WRITTEN EXERCISE
Convert these lines into a JSON list of strings with one string per line, leaving out any blank lines.

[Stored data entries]
-- BEGIN --

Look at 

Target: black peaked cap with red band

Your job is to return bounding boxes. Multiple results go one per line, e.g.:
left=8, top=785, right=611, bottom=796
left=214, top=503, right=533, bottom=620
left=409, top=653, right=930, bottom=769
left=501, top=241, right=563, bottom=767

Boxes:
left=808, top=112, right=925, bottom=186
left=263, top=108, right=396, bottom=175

-- END --

FINAL RESULT
[
  "Look at ",
  "Target: black peaked cap with red band",
  "Your job is to return bounding boxes. Multiple results go one per line, e.g.:",
  "left=8, top=785, right=611, bottom=796",
  "left=214, top=503, right=533, bottom=620",
  "left=409, top=653, right=930, bottom=769",
  "left=501, top=241, right=563, bottom=767",
  "Boxes:",
  "left=808, top=112, right=925, bottom=186",
  "left=263, top=108, right=396, bottom=175"
]